### Directions
Rewrite the records below as a numbered list, omitting any blank lines.

[Records from a data collection]
(begin)
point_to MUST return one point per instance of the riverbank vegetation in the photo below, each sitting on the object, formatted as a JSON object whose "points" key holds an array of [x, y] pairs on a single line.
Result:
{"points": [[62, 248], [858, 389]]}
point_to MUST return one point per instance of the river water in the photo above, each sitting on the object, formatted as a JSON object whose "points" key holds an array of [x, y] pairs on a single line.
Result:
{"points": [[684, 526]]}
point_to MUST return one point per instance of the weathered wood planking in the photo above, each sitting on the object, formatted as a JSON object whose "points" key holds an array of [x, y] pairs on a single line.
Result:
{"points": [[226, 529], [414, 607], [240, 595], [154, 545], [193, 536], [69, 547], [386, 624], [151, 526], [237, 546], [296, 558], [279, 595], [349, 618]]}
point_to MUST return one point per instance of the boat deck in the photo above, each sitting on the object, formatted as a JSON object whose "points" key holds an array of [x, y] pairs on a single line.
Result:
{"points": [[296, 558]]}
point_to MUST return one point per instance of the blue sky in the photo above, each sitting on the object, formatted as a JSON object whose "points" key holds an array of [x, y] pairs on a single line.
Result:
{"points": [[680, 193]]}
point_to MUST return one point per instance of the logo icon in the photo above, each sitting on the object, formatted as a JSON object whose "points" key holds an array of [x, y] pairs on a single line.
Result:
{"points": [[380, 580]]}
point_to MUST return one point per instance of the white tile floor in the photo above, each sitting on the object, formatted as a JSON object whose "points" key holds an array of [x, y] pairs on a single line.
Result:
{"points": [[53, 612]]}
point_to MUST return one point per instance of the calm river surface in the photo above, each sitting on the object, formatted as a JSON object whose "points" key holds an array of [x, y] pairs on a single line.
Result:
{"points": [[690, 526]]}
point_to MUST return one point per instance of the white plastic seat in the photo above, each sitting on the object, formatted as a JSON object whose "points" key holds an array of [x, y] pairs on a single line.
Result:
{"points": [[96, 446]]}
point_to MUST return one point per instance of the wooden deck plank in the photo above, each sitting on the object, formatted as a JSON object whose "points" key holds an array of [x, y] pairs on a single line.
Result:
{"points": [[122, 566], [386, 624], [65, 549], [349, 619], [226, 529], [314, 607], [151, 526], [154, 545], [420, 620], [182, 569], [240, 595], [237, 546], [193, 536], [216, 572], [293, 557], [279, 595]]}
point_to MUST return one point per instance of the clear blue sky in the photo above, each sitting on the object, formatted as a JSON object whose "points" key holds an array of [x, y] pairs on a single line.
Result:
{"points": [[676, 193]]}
(end)
### Expected answer
1. point_to MUST return one point per instance of the riverbank vegetation in the photo below, each sitting on the object, formatted as a JSON object whose "points" key holds an array of [x, y] pairs on a single line.
2. Result:
3. {"points": [[62, 248], [858, 389]]}
4. point_to MUST return one point per instance of the river water in the photo above, each sitting on the object, formatted as a JSON object whose "points" key holds an array of [x, y] pairs on a single line.
5. Result:
6. {"points": [[684, 526]]}
7. point_to MUST return one point per instance of the weathered wood planking in the photo above, each sitting on the object, formatted as a JSON object whose "points" key holds an array of [x, y] pairs on a single line.
8. Result:
9. {"points": [[226, 529], [414, 607], [240, 595], [154, 545], [193, 536], [69, 547], [386, 624], [151, 526], [237, 546], [296, 558], [279, 595], [349, 618]]}
10. point_to MUST return one point per instance of the boat deck in the photo above, each sitting on the object, formatted as a JSON object whose "points" key holds an array of [x, y] pairs on a single line.
11. Result:
12. {"points": [[296, 558]]}
13. point_to MUST return one point per instance of the blue sky in the photo above, each sitting on the object, formatted as a JSON object whose "points" key holds an array of [x, y] pairs on a single line.
14. Result:
15. {"points": [[680, 193]]}
16. point_to MUST return one point per instance of the logo icon in the photo above, each sitting on the object, formatted as a JSON object whose "points" key holds an array of [x, y] pairs on a single line.
17. Result:
18. {"points": [[380, 580]]}
19. point_to MUST return one point per instance of the white tile floor in the photo above, each sitting on the object, formatted as a JSON object whose "points" key holds an array of [x, y] pairs on a single line.
20. Result:
21. {"points": [[53, 612]]}
22. point_to MUST return one point per instance of the calm river surface in the photo above, each sitting on the object, formatted as a JSON object whose "points" key holds an array of [x, y] pairs on a single line.
23. Result:
24. {"points": [[690, 526]]}
25. point_to MUST return one point per instance of the white plastic seat in the photo above, each sitting on the object, formatted as a JSON object whose "points" key holds an array of [x, y] pairs on a single line.
26. Result:
27. {"points": [[96, 446]]}
28. point_to MUST return one point per instance of the wooden deck plank in the photo above, each sitting on the object, formatted as a JSON object whose "points" key holds an array of [x, y] pairs on a single line.
29. Result:
30. {"points": [[122, 566], [386, 624], [65, 549], [349, 619], [226, 529], [314, 607], [151, 526], [154, 545], [420, 620], [182, 569], [240, 595], [237, 546], [193, 536], [216, 572], [293, 557], [279, 595]]}
31. point_to MUST return one point per instance of the clear blue sky in the photo above, each sitting on the object, formatted as a JSON object whose "points" key holds an array of [x, y] pairs on a single line.
32. Result:
33. {"points": [[676, 193]]}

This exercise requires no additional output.